▶ [PROBLEM] Copy each of the following lines character for character, keeping their order and wording unchanged.

┌──

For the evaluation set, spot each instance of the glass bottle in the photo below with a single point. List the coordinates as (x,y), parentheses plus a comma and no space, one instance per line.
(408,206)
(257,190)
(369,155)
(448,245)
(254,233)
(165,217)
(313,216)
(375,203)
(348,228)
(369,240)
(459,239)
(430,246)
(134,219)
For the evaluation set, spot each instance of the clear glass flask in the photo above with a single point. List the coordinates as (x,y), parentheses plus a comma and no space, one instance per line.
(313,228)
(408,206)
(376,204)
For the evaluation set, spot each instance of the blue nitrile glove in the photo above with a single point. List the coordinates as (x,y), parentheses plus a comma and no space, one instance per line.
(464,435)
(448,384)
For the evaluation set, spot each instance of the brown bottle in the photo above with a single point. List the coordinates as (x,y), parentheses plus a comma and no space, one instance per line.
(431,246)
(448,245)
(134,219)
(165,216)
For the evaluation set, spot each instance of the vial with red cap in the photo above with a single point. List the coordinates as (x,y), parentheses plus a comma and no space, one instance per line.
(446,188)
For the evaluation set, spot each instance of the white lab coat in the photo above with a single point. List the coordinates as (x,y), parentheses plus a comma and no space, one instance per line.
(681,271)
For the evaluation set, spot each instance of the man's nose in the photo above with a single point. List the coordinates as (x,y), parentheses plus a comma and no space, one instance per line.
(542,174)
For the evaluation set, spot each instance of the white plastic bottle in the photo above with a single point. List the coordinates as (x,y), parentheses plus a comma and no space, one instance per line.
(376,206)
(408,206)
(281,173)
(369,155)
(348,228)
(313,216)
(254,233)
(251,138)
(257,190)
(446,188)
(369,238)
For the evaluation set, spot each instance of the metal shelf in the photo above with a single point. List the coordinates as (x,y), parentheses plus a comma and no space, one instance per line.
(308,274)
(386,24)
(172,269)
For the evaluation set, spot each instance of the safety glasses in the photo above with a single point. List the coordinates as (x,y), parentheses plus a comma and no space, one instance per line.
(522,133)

└──

▶ [ANSWER TO THE EXERCISE]
For the evaluation set, spot each instance of the glass bottle in the photo below with a single point. List the coordinates as (x,y), parentheses plus a comma and no space, one instance per line.
(408,206)
(257,190)
(369,155)
(448,245)
(254,233)
(165,217)
(313,216)
(375,203)
(348,228)
(369,240)
(459,239)
(430,246)
(134,219)
For the evaluation set, spot each instance of the clear glass flask in the photo above with a single point. List the coordinates as (x,y), parentheses plus a comma and no space, one instance per line.
(313,228)
(408,206)
(376,204)
For the evaluation set, spot each instance of the blue nitrile glove in the photo above with a single point. List the coordinates as (x,y), parentheses plus a comma and no space, one instance per line.
(464,435)
(448,384)
For the evaluation set, spot each instance of the brown bottle in the photo above with a single point. List the coordinates as (x,y), parentheses plus a comma and no space, one instance per line.
(431,246)
(448,245)
(134,219)
(165,216)
For the evaluation set, spot each instance of the vial with red cap in the photo above with a single point. List the coordinates as (x,y), parentheses plus a comma and no space, one instance per line.
(446,188)
For the evaluation set, spot each instance of the white lab coat in the photo above with a single point. List the coordinates as (x,y), parentheses plus a comma and no space, one instance per line.
(681,271)
For the evaluation set, spot each instance of the man's nose in the photo above with a single point. List the coordinates as (x,y), parentheses plus a comma and no space, one instance per line.
(542,174)
For the evaluation set, spot each instance of the white plastic bottle in the photo above with a single point. List the coordinates as (x,y), parentheses plus a comma and no space, one instance per line.
(376,206)
(408,206)
(281,173)
(369,155)
(348,228)
(313,216)
(254,233)
(251,138)
(257,190)
(446,188)
(369,238)
For the evaluation set, spot each instance of the metal shelf in the photo above with a single point. List the coordinates as (x,y), parentheses plus a comma and no space, one instance per line.
(308,274)
(386,24)
(172,269)
For the evaluation set, spot each instance of the safety glasses in the photo above with a single point. List the coordinates as (x,y), parentheses plus a comma and no space, one instance per line.
(522,133)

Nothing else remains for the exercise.